WHAT YOU WILL DO — Using the page extract below, explain in one to three sentences what purpose the June activities funded by the $25,000 are meant to serve.

PAGE EXTRACT —
--- START ---

Support for Senior Activities in June

Council agreed to allocate $25,000 to support various community activities during June, celebrated as Seniors and Recreation & Park Month. These events are designed to enhance community engagement and promote healthy lifestyles among all age groups. A motion put forward by Councillor Dean Hollingsworth and passed 5-4, funded this via the working reserves instead of the grant envelope. This funding will encompass diverse activities, from public skating and yoga to music performances and wellness workshops, aligning with the city’s strategic goals of fostering community connections and enhancing public participation in local programs. This initiative coincides with the 40th anniversary of Seniors Month, emphasizing the importance of keeping older adults connected and active within their communities.


Comprehensive Housing Strategy Update

Council received a report reviewing updates on local housing strategies, including the Parisien Manor lease and assessing its renovation costs, and the suitability of the Massey Commons project for transitional/supportive housing. The report highlights the financial implications of these projects, strategic priorities under the “Housing for All” pillar, and a broader commitment to addressing housing needs across income levels and demographics. Additionally, the report discusses the engagement with school boards and the application of Crime Prevention Through Environmental Design (CPTED) principles to enhance safety and quality of life around these housing projects. Councillor Fred Ngoundjo and others expressed their desire to see the full report completed. Also, some discussion was held in-camera.

--- END ---

[Stored data entries]
--- START ---

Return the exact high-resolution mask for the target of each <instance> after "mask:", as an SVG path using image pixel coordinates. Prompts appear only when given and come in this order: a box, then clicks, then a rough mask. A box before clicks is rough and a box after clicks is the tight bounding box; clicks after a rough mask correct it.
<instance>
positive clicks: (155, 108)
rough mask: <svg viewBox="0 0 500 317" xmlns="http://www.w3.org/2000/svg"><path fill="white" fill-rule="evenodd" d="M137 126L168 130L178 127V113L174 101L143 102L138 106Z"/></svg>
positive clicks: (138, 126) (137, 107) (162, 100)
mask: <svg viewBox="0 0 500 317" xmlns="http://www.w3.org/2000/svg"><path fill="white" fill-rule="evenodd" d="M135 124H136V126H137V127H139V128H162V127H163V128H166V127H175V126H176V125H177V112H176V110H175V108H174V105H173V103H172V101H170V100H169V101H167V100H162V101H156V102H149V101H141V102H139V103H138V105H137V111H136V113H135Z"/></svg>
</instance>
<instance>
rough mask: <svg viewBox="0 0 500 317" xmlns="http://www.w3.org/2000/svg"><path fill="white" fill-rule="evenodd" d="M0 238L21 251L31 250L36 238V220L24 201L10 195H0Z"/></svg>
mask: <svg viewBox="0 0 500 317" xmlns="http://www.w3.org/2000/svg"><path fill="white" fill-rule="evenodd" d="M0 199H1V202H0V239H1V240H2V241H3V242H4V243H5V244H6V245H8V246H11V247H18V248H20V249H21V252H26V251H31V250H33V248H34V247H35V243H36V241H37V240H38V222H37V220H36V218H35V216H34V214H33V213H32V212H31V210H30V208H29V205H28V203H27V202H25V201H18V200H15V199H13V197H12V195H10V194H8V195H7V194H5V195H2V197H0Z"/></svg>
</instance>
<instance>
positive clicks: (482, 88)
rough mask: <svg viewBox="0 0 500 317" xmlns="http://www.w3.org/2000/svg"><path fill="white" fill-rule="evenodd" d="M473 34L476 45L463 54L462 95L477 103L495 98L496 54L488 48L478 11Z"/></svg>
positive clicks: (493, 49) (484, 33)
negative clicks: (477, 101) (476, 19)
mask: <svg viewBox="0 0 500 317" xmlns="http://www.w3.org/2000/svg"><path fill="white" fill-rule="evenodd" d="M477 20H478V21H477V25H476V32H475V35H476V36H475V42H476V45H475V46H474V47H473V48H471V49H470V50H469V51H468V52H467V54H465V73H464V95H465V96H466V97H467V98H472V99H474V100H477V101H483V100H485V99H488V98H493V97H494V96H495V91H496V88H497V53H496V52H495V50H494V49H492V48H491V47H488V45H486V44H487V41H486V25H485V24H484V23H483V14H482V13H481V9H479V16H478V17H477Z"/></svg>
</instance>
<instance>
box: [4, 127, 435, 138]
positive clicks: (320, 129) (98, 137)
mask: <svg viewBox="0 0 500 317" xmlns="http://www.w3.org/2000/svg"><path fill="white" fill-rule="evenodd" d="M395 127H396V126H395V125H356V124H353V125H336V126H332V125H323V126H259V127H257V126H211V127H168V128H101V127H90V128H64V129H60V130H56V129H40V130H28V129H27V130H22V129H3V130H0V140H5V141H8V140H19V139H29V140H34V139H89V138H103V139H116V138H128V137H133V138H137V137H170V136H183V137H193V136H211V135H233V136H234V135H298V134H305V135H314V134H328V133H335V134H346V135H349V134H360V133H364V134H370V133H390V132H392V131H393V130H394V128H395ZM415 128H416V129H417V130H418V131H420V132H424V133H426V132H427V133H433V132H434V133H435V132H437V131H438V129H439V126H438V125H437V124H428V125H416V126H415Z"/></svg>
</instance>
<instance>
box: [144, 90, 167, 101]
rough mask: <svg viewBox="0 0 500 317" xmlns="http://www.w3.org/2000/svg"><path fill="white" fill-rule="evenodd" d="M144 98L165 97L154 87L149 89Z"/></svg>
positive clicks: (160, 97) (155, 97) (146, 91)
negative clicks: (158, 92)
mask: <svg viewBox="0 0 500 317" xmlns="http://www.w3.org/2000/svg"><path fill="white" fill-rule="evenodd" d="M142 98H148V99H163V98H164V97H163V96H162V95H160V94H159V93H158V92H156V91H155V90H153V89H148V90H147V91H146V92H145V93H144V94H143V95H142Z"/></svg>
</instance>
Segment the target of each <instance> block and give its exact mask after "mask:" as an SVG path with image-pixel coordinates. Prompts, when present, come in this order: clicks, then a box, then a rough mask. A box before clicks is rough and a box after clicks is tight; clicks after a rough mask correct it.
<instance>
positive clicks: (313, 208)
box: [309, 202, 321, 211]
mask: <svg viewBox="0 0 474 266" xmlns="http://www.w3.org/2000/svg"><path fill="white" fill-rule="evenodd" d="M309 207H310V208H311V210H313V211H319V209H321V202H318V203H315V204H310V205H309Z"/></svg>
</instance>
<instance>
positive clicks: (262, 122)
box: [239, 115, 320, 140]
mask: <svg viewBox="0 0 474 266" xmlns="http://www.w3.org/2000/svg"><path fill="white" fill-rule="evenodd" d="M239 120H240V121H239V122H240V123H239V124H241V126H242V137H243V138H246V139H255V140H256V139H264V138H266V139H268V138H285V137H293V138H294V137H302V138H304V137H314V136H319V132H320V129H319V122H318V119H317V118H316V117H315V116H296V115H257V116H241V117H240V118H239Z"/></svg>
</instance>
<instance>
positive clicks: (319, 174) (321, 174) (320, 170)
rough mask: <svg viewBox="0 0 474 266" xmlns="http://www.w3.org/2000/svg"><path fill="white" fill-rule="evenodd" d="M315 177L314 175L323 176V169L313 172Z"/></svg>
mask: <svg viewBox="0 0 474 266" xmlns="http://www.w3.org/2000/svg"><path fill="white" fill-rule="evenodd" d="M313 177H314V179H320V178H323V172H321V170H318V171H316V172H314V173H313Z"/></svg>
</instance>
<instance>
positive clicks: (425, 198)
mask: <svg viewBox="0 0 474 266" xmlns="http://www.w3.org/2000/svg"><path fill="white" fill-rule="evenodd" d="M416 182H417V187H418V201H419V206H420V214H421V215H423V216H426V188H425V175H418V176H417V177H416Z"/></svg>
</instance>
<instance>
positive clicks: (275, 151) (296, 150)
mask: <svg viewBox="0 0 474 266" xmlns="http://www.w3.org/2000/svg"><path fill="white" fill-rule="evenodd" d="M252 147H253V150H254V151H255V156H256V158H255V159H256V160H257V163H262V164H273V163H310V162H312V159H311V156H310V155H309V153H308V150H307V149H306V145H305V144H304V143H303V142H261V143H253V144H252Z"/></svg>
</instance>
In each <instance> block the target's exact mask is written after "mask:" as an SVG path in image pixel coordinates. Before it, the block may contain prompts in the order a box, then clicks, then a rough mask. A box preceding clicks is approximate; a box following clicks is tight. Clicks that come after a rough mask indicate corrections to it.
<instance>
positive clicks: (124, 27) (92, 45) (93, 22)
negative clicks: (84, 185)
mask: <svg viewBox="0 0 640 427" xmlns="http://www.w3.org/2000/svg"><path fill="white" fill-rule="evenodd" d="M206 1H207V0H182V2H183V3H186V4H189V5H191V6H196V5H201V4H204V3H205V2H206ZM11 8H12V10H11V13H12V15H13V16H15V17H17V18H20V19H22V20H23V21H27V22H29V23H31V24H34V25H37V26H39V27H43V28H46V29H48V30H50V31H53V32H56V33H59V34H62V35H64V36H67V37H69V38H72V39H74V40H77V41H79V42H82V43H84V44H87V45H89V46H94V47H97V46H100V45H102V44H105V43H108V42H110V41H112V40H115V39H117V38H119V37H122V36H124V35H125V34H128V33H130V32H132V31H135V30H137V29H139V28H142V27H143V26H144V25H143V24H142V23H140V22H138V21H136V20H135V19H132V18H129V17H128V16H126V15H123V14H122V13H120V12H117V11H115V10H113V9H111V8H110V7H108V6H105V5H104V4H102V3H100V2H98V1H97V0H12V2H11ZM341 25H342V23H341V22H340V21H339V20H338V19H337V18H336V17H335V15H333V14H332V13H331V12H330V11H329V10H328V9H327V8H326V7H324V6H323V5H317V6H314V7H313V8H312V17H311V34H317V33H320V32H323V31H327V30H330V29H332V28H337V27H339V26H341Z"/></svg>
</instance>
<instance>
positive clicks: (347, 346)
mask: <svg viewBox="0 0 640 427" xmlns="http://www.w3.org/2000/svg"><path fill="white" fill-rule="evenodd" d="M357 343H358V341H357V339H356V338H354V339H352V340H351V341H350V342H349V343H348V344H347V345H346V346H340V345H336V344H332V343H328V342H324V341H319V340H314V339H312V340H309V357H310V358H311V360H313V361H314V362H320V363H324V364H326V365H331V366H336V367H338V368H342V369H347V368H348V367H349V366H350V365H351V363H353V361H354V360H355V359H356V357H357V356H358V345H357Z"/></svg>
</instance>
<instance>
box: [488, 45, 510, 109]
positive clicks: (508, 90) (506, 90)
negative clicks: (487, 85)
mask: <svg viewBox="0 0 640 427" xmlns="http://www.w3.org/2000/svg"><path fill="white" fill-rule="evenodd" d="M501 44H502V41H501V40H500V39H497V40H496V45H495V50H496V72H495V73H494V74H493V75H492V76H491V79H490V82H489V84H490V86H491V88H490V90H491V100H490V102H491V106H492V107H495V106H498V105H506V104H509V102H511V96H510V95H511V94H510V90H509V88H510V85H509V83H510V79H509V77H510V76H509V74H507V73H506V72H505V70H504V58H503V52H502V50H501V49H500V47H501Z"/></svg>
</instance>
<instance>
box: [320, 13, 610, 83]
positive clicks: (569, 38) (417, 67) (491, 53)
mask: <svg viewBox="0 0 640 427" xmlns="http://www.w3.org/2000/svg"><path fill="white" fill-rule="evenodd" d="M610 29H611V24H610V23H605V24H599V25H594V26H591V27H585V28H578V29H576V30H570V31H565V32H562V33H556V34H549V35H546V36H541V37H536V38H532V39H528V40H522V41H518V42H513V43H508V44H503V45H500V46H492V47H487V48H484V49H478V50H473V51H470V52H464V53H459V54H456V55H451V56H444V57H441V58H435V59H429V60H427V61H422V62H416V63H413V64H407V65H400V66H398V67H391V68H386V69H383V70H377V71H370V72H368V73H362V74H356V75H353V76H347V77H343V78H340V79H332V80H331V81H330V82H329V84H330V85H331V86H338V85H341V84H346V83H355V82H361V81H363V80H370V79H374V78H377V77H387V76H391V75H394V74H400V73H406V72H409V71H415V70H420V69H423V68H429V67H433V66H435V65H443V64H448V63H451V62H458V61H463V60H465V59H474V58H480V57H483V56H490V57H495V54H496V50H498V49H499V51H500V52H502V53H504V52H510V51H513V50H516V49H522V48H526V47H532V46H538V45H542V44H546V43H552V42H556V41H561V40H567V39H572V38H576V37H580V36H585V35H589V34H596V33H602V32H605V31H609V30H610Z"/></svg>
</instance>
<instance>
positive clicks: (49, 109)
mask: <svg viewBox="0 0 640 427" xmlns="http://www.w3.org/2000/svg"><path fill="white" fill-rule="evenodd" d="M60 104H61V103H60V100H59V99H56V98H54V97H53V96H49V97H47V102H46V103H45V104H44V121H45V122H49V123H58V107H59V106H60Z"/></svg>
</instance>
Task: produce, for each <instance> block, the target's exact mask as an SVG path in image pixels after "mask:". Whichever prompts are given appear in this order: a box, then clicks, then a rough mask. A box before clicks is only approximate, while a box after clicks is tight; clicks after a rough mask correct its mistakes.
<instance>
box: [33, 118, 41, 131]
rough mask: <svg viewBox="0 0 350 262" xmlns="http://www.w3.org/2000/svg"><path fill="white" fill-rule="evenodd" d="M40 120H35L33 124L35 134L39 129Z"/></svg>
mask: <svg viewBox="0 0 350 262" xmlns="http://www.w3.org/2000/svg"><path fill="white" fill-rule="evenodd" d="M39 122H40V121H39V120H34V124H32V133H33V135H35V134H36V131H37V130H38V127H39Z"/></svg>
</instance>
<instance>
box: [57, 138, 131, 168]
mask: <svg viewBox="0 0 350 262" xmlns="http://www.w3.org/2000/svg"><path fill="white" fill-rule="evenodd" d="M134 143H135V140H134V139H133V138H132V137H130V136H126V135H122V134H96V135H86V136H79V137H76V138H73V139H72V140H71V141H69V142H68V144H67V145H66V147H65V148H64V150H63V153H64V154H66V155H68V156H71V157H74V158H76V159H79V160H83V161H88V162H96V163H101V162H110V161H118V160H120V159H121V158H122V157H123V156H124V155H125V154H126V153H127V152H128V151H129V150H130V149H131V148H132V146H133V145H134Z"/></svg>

--- END ---

ANSWER TO THIS TASK — The events are designed to enhance community engagement and promote healthy lifestyles among all age groups. The funding also aligns with the city's strategic goals of fostering community connections and enhancing public participation in local programs.